§ SET PROBLEM A: Please copy the entries word for word, from the first line of the entries up to and including the line that contains "[511,185,610,355]".

§ TEXT EXCERPT:

==================================================

Omega has just shown the world the newest Seamaster Planet Ocean – The “Deep Black”. While most dark black divers are made out of steel that has been PVD coated, the Deep Black’s case is crafted out of a single block of black ceramic, making this a unique diver indeed. 

‘Deep Black’ refers not only to the color, but also the depths (600m WR, deep by any measure) the watch is rated to handle. From what I understand it’s quite an engineering challenge to get ceramics to withstand such pressures, and believe this is a first for any dive watch manufacturer (please correct me if I’m wrong).

The Deep Black is the Planet Ocean take on the Speedmaster ‘Dark Side of The Moon’ ceramic, which was revealed last year.

Four new models of the Seamaster Planet Ocean were revealed:

On the Black and the 18K Sedna gold, the ceramic case and dial are polished for a high gloss effect. On the Blue and the Red, the case and dial are brushed for a matt effect, the goal being better visibility underwater.

==================================================

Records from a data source
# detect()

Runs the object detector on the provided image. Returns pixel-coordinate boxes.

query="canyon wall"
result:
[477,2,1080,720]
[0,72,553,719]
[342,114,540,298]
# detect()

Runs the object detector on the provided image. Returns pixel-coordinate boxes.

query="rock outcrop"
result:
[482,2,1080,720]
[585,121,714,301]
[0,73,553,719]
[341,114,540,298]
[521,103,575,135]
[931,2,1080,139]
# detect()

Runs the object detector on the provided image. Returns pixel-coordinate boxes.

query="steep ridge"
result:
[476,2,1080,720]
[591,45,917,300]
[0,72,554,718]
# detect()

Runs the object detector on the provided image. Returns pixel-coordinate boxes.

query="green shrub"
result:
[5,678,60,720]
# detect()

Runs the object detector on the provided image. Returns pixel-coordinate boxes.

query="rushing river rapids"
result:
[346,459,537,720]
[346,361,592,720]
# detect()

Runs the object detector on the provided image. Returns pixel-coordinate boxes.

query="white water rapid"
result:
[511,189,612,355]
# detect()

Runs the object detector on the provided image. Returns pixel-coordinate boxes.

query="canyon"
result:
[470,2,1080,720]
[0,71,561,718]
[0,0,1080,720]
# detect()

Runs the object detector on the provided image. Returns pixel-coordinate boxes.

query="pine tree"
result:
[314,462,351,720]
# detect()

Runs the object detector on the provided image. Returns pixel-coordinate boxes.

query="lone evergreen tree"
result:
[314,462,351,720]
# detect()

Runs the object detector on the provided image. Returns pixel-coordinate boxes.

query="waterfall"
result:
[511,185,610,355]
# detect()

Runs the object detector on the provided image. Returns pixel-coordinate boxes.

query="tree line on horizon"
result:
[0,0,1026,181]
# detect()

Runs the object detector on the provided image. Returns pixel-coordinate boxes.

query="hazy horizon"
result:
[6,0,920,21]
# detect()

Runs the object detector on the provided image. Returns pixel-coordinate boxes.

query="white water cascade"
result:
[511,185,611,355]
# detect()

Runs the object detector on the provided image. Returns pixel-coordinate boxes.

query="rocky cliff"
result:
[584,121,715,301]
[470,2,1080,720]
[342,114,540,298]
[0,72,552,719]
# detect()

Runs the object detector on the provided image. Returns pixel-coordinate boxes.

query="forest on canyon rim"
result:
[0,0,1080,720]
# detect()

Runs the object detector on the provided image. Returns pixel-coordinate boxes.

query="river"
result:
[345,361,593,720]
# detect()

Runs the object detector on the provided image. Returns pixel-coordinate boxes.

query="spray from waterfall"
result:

==================================================

§ SET PROBLEM B: List every version of the watch named in the paragraph of the Omega Seamaster Planet Ocean article that begins "On the Black".

§ EXERCISE RESULT A:
# detect()

Runs the object detector on the provided image. Returns pixel-coordinate boxes.

query="canyon wall"
result:
[477,2,1080,720]
[0,72,553,719]
[342,114,540,298]
# detect()

Runs the object detector on the provided image. Returns pixel-coordinate boxes.

query="rock outcrop"
result:
[482,2,1080,720]
[585,121,714,301]
[0,73,553,719]
[341,114,540,298]
[521,103,575,135]
[931,2,1080,139]
# detect()

Runs the object detector on the provided image. Returns pixel-coordinate boxes.

query="steep ridge"
result:
[476,2,1080,720]
[591,45,917,300]
[0,72,554,718]
# detect()

Runs the object detector on the provided image. Returns pixel-coordinate boxes.

query="green shrub"
result:
[5,678,60,720]
# detect()

Runs the object detector on the provided image. Returns pixel-coordinate boxes.

query="rushing river rapids"
result:
[346,459,537,720]
[346,361,592,720]
# detect()

Runs the object detector on the provided image. Returns pixel-coordinate boxes.

query="white water rapid"
result:
[511,189,612,355]
# detect()

Runs the object detector on the provided image. Returns pixel-coordinate boxes.

query="canyon"
result:
[470,2,1080,720]
[0,71,561,718]
[0,0,1080,720]
# detect()

Runs the object detector on the provided image. Returns pixel-coordinate boxes.

query="pine tree"
result:
[314,462,351,720]
# detect()

Runs the object detector on the provided image. Returns pixel-coordinate boxes.

query="lone evergreen tree"
result:
[314,462,351,720]
# detect()

Runs the object detector on the provided image. Returns pixel-coordinate boxes.

query="waterfall"
result:
[511,185,610,355]

§ EXERCISE RESULT B:
Black
18K Sedna gold
Blue
Red